Copy out each record that follows exactly, and omit any picture you find.

Saved entries:
BEGIN

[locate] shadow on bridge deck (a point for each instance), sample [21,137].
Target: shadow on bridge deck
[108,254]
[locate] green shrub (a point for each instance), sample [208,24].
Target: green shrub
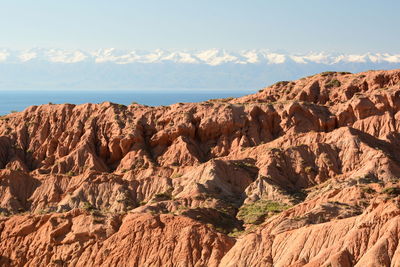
[255,213]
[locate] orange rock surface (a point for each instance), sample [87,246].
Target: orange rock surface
[302,173]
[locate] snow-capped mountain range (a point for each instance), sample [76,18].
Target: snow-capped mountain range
[41,68]
[212,57]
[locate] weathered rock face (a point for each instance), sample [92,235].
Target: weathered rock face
[302,173]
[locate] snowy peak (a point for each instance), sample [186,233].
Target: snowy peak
[212,57]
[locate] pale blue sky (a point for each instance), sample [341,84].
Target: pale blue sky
[292,25]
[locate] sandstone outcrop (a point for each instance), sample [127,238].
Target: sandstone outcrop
[302,173]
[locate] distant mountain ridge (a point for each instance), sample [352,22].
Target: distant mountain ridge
[41,68]
[211,57]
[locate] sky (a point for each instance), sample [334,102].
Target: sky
[297,26]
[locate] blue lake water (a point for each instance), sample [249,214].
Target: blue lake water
[19,100]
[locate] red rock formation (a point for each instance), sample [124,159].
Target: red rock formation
[302,173]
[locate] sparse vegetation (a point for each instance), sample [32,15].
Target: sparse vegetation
[255,213]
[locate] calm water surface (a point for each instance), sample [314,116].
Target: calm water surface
[19,100]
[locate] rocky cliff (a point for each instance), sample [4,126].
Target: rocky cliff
[302,173]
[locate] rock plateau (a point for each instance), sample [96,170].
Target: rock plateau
[302,173]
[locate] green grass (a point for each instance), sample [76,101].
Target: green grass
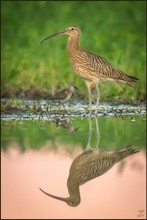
[113,29]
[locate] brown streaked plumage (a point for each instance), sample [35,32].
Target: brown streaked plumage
[91,67]
[87,166]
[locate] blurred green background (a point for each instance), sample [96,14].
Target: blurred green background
[114,30]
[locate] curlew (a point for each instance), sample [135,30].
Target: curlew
[87,166]
[91,67]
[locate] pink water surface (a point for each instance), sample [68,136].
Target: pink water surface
[116,194]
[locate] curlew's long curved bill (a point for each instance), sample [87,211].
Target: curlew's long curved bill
[55,197]
[53,35]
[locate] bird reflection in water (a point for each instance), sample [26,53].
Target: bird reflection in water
[92,163]
[67,124]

END

### Written response
[locate] shadow on bridge deck (a point for each instance), sample [21,137].
Target: shadow on bridge deck
[108,254]
[locate] green shrub (a point for each instance), sample [208,24].
Target: green shrub
[255,213]
[locate] orange rock surface (a point for each instance), sample [87,246].
Target: orange rock surface
[302,173]
[locate] snow-capped mountain range (a point for each instance), sample [76,18].
Target: snow-capped mountain range
[41,68]
[212,57]
[locate] weathered rock face (a point for each instance), sample [92,235].
Target: weathered rock face
[302,173]
[locate] snowy peak (a point for each instance), sample [186,233].
Target: snowy peak
[212,57]
[locate] pale blue sky (a point for each instance), sample [341,84].
Target: pale blue sky
[292,25]
[locate] sandstone outcrop (a point for each instance), sample [127,238].
Target: sandstone outcrop
[302,173]
[locate] distant mountain ridge (a point for each instance), sample [352,22].
Target: distant mountain ridge
[41,68]
[211,57]
[locate] sky (a point for each instance), sample [334,102].
Target: sky
[297,26]
[locate] blue lake water (a point for each instance), sample [249,214].
Target: blue lake water
[19,100]
[locate] red rock formation (a point for each instance), sample [124,159].
Target: red rock formation
[302,173]
[locate] sparse vegetation (a point for each instance), sample [32,15].
Target: sparse vegetation
[255,213]
[locate] calm water surface (a point for each instance), sample [314,116].
Target: calm water surface
[19,100]
[locate] rocky cliff (a point for each instance), sample [4,126].
Target: rocky cliff
[302,173]
[locate] rock plateau (a point for each instance), sample [96,170].
Target: rock plateau
[302,173]
[locate] green grass (a point for each instance), sample [76,101].
Target: green grass
[113,29]
[locate] brown streaked plumage (a point for each instance), sample [35,32].
Target: brown streaked plumage
[91,67]
[87,166]
[locate] blurred green background (a point for each instance), sample [96,14].
Target: blurred green background
[114,30]
[locate] curlew (a point for each instance), sample [135,30].
Target: curlew
[87,166]
[91,67]
[locate] pink water surface (a point for each instance), sample [68,136].
Target: pink water surface
[116,194]
[locate] curlew's long curved bill (a point for each instance), sample [87,211].
Target: curlew's long curved bill
[55,197]
[53,35]
[locate] bird reflection in water (a point for each instance), sample [26,53].
Target: bird reflection in water
[92,163]
[67,124]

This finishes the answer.